-- BEGIN Data section --

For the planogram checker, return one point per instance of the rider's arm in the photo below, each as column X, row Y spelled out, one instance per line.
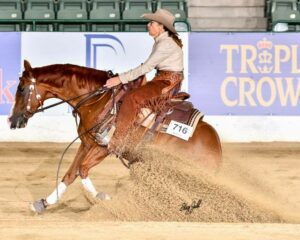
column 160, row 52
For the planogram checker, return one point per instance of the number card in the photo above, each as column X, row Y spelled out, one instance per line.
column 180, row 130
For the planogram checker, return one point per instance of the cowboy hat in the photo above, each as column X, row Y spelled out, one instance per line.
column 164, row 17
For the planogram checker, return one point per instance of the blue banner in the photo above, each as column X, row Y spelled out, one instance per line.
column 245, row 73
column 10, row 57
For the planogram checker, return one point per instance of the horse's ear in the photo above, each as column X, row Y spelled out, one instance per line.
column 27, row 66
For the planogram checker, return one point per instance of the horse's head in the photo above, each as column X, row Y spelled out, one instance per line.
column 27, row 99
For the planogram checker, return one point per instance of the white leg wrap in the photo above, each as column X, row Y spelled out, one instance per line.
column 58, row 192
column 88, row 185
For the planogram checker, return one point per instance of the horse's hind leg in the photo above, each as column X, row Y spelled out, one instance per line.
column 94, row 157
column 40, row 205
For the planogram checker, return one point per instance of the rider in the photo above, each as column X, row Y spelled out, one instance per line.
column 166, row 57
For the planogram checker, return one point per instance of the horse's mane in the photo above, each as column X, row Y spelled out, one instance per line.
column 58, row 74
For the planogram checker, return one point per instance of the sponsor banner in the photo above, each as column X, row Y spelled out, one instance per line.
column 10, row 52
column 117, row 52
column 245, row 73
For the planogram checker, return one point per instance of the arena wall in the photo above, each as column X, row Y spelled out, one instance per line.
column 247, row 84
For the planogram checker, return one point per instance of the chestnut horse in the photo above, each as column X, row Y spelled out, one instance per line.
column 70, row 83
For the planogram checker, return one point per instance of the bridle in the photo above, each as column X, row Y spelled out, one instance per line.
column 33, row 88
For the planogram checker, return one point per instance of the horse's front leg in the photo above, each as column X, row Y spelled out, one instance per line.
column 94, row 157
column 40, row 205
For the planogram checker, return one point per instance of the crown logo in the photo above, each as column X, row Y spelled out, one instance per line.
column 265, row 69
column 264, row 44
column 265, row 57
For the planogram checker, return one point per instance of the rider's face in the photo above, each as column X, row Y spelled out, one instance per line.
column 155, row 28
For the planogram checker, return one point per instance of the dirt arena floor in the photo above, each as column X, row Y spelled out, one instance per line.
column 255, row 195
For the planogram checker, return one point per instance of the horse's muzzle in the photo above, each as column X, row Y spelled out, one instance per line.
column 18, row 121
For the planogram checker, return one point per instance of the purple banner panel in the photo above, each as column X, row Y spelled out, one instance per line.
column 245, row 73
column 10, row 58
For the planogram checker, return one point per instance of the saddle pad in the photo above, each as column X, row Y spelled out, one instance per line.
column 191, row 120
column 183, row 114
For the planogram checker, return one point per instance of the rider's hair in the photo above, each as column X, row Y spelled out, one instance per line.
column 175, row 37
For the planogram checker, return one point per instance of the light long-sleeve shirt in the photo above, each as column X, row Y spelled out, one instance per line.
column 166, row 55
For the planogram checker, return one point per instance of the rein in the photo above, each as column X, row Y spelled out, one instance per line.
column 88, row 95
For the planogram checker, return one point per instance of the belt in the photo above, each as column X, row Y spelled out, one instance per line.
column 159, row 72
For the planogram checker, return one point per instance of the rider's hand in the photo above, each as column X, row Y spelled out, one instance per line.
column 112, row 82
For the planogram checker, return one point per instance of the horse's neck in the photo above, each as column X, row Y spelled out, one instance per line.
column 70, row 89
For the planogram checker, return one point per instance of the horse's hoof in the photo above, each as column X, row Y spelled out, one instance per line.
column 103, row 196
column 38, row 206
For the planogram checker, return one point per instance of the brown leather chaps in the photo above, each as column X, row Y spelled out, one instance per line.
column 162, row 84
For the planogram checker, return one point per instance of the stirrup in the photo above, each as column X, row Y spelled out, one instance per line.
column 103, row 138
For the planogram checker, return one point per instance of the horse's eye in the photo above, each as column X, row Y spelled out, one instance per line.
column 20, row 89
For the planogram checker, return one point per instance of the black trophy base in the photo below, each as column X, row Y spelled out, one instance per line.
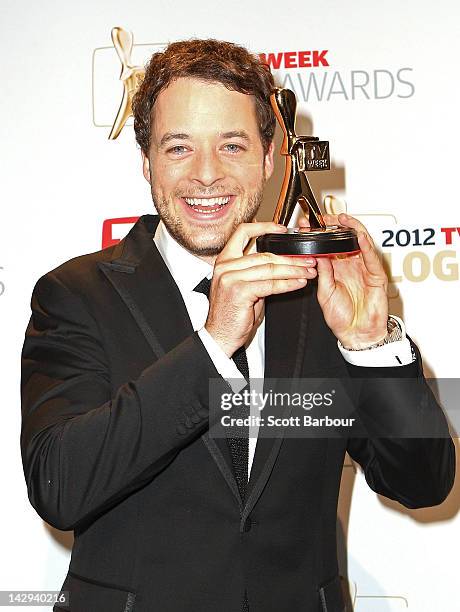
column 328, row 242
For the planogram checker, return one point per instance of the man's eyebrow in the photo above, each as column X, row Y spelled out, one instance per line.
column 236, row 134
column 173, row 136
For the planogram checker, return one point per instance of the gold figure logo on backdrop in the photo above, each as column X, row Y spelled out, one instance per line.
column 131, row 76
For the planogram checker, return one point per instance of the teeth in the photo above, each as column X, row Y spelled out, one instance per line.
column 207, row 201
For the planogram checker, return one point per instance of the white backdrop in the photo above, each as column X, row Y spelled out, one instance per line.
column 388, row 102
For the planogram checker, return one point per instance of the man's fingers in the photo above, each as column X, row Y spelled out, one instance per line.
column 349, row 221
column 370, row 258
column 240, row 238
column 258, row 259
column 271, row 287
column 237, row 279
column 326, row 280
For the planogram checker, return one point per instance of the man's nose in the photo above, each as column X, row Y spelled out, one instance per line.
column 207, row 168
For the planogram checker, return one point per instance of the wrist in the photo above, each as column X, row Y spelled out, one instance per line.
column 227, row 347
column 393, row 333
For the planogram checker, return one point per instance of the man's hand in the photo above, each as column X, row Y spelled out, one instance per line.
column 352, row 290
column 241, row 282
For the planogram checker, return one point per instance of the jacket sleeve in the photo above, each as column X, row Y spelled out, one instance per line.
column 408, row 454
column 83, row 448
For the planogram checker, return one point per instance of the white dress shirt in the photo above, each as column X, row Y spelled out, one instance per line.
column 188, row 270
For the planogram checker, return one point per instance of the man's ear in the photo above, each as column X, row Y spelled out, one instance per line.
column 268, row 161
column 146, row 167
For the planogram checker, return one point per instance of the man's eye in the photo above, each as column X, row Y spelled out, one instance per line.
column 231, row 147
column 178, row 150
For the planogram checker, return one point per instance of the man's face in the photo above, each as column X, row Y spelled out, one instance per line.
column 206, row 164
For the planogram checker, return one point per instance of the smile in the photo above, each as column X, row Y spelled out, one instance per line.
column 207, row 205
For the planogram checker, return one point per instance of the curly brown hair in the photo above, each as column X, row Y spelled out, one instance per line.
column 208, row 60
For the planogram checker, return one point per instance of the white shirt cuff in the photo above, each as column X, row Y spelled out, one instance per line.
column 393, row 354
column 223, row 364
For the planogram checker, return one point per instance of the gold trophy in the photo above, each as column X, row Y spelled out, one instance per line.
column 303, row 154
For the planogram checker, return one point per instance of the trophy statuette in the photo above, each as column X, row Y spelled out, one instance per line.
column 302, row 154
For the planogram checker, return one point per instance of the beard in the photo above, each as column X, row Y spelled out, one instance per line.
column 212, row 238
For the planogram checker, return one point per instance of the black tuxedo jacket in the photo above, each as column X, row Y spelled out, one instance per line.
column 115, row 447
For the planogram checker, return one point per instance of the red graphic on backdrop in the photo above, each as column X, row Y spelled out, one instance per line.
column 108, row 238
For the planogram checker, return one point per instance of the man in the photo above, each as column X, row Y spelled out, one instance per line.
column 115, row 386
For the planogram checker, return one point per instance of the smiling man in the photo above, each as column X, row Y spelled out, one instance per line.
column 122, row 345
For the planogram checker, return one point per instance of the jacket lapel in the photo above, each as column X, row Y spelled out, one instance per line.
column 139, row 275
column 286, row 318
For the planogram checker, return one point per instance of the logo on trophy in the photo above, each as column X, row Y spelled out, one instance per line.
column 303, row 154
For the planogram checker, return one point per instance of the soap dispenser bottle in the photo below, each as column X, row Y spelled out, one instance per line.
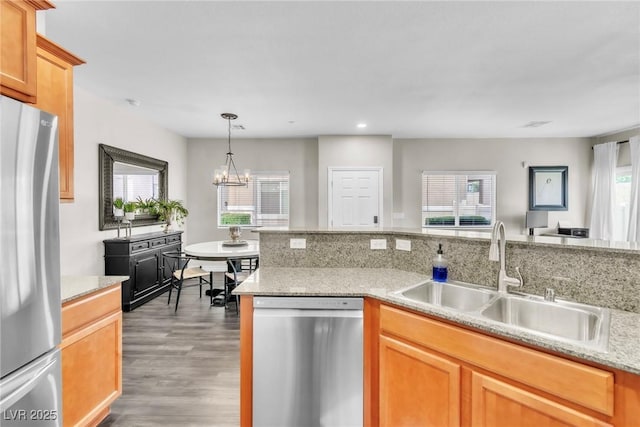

-- END Data section --

● **Task directions**: Put every line of the entries above into a numbered list, dropping blank lines and omitting the pictures.

● **Finished task**:
1. For the planogram checker, return one point per instance of the rider's arm in the photo below, each as column X, row Y spelled out, one instance per line.
2. column 160, row 52
3. For the planogram checker, return one point per instance of the number card in the photo above, each as column X, row Y spelled out, one instance per line.
4. column 180, row 130
5. For the planogram checker, return one point per instance of the cowboy hat in the photo above, each as column X, row Y spelled out, one instance per line.
6. column 164, row 17
7. For the planogram checker, return one point per instance of the blue banner in the photo above, each as column X, row Y spelled out, one instance per line.
8. column 245, row 73
9. column 10, row 57
10. For the planogram checker, return one point per instance of the horse's ear in the photo above, each as column X, row Y spelled out, one instance per line.
11. column 27, row 66
12. For the planogram checker, return one point per instance of the horse's head in the photo above, each as column X, row Y spelled out, one instance per line.
13. column 27, row 99
14. For the planogram checker, return one point per instance of the white leg wrap in the photo above, each as column X, row Y spelled out, one instance per line.
15. column 58, row 192
16. column 88, row 185
17. For the planogram checker, return one point per instance of the horse's hind leg in the photo above, each as column X, row Y spelled out, one instance per line.
18. column 94, row 157
19. column 40, row 205
20. For the planogram checker, return one point per instance of the rider in the photo above, each as column X, row Y spelled out, one instance per line.
21. column 166, row 57
22. For the planogram checker, return one point per instance of the horse's mane in the photo above, each as column X, row Y spelled out, one instance per line.
23. column 58, row 74
24. For the planogram checker, return one point per instance of the sponsor banner in the photo above, each as column X, row Y spelled out, one instance per line.
25. column 10, row 52
26. column 117, row 52
27. column 245, row 73
28. For the planogram checker, return one point per instance of the arena wall in the photo above, each as column X, row Y spelled out, one instance per line.
29. column 247, row 84
30. For the planogram checker, return one point per instance of the chestnut horse in the photo above, each as column X, row Y spelled out, one instance per line.
31. column 70, row 83
32. For the planogram checker, return one point per instance of the bridle in the photo above, each as column X, row Y spelled out, one instance per line.
33. column 33, row 88
34. For the planogram checker, return one point per instance of the horse's front leg in the photo above, each as column X, row Y spelled out, one instance per line.
35. column 94, row 157
36. column 40, row 205
37. For the planogram checker, return one point per instance of the crown logo in the photo above, each as column X, row Y spelled out, one instance per line.
38. column 265, row 69
39. column 264, row 44
40. column 265, row 57
41. For the planogram checker, return one point per instance of the rider's face in the photo above, each as column X, row Y spelled out, one instance per line.
42. column 155, row 28
43. For the planogram checker, return one point per instance of the dirt arena floor in the photo above, each as column X, row Y spelled out, one instance per line.
44. column 255, row 195
45. For the planogram checker, return one point per instance of the horse's muzzle in the photo above, each as column X, row Y spelled out, one instance per line.
46. column 18, row 121
47. For the planogram checker, return one point per instance of the purple banner panel in the photo above, each as column X, row Y spelled out, one instance per line.
48. column 245, row 73
49. column 10, row 58
50. For the planogram checker, return one point per instance of the saddle pad in the photo above, each as column X, row Y spelled out, one instance per line.
51. column 191, row 120
52. column 183, row 114
53. For the planogram checker, return one point per instance of the rider's hair in the photo above, each as column X, row Y spelled out, one instance per line.
54. column 175, row 37
55. For the planogram checker, return one point per instance of the light long-sleeve shirt in the photo above, each as column X, row Y spelled out, one instance per line.
56. column 166, row 55
57. For the planogram checker, return one point per instance of the rein in the photo above, each as column X, row Y spelled out, one instance per line.
58. column 88, row 95
59. For the planogram checker, return one point per instance of the belt in the photo above, each as column X, row Y spelled out, one instance per line.
60. column 159, row 72
61. For the planogram checker, return one point per instance of the rider's hand in the photo above, each as column X, row Y spelled out, one instance per line.
62. column 112, row 82
63. For the planogram checker, return one point per instance of the horse's neck in the photo above, each as column X, row Y spelled out, one instance per line.
64. column 70, row 89
65. For the planogram checker, return one point per instance of the horse's hoof in the photo above, each as column X, row Y spelled out, one instance per line.
66. column 103, row 196
67. column 38, row 206
68. For the planogram checker, return one point per instance of the brown leather chaps in the photo above, each as column X, row Y spelled out, one instance per line.
69. column 162, row 84
70. For the planogram checker, return one point per instance of the stirrup in the photo above, each as column X, row Y spelled out, one instance per line.
71. column 103, row 138
72. For the planogram checker, return one point per instance of the horse's eye in the photo above, each as column X, row Y spelled out, one instance per line.
73. column 20, row 89
74. For the planogram checker, return one point per instance of the black trophy base in the photo below, each as column X, row Y spelled out, one instance per line.
75. column 328, row 242
76. For the planogram checker, return one point per instance of the man's eyebrow in the photo above, each as column X, row Y spelled out, one instance per line.
77. column 236, row 134
78. column 173, row 136
79. For the planogram checker, return one point per instance of the gold figure logo on backdrop in the photo above, each as column X, row Y spelled out, one instance per line.
80. column 131, row 76
81. For the planogram checker, return one point per instance of the teeth in the photo above, each as column X, row Y spelled out, one instance per line.
82. column 207, row 201
83. For the planogram checker, return one point per instance of the white backdrop in the photo above, each as column X, row Y spelled out, one instance per line.
84. column 388, row 102
85. For the planogram checker, return one point per instance of the man's fingers in the photo above, each as column X, row Y spelled out, one instance per line.
86. column 349, row 221
87. column 370, row 258
88. column 240, row 238
89. column 258, row 259
90. column 271, row 287
91. column 237, row 279
92. column 326, row 280
93. For the planogram checker, return one point per instance of the man's nose in the photo above, each as column X, row Y spelled out, one instance per line.
94. column 207, row 168
95. For the planogram checker, return one point per instance of the wrist in the photo above, each as column X, row Y spelled out, one instance per line.
96. column 227, row 347
97. column 393, row 333
98. For the planogram checker, return one point per instance of the man's hand in the photo above, each as column X, row Y spelled out, one instance per line.
99. column 352, row 290
100. column 241, row 282
101. For the planogram checker, return one point per instance of the jacket sleeve in the photo above, each as column X, row Y spelled out, one instance per line.
102. column 408, row 454
103. column 83, row 448
104. For the planogram checker, return one point per instance of the white dress shirt in the photo above, each as column X, row Y spelled out, one instance per line.
105. column 188, row 270
106. For the planogram checker, return one point per instance of the man's ear in the photo above, each as column X, row Y spelled out, one instance per line.
107. column 268, row 161
108. column 146, row 167
109. For the planogram checker, return one point per instance of the man's eye in the photo above, each as column X, row Y spelled out, one instance per line.
110. column 231, row 147
111. column 178, row 150
112. For the planogram checker, return one point per instance of the man's face in the photo above, each as column X, row Y spelled out, one instance per line.
113. column 206, row 164
114. For the planogram checker, return one point per instance of the smile in the photo above, each as column X, row Y spelled out, one instance per line.
115. column 207, row 205
116. For the planogram checker, return one point per instance of the curly brown hair in the photo above, each as column X, row Y spelled out, one instance per line.
117. column 208, row 60
118. For the planogram checker, return one point per instance of the white shirt cuff in the photo above, each as column X, row Y spelled out, one instance per line.
119. column 393, row 354
120. column 223, row 364
121. For the planogram checker, return one point per instance of the gold trophy in the photo above, each as column X, row Y spelled out, one instance per line.
122. column 303, row 154
123. For the planogram checker, return one point per instance of the trophy statuette in the photo above, each as column X, row Y spelled out, one instance per line.
124. column 302, row 154
125. For the planogram checker, return one point per instance of the beard in the photo above, each as column X, row Y spelled out, one instance per line.
126. column 212, row 238
127. For the planogram checker, return one point per instance of the black tuxedo jacket in the photo above, each as column X, row Y spelled out, one instance per line.
128. column 115, row 447
129. For the planogram checker, return one point per instance of the red graphic on backdrop in the photo above, each as column X, row Y spelled out, one instance per line.
130. column 108, row 238
131. For the planogram checker, return one point per instance of the man in the photo above, each as column X, row Y spelled out, one instance per line.
132. column 115, row 386
133. For the planogram checker, return one point per instance of the smiling man in the photo above, each as column X, row Y spelled out, one instance per line.
134. column 122, row 345
135. For the planogram checker, return one point per instance of the jacket lapel in the photo above, each as column X, row Y spelled out, one instance per line.
136. column 139, row 275
137. column 286, row 318
138. For the planogram checker, return one point per instance of the logo on trophy in the photo above, each as column X, row Y spelled out, one instance per line.
139. column 303, row 154
140. For the planogram checker, return one point per instance of the soap dispenser bottle in the photo below, each as column X, row Y spelled out, one instance per line.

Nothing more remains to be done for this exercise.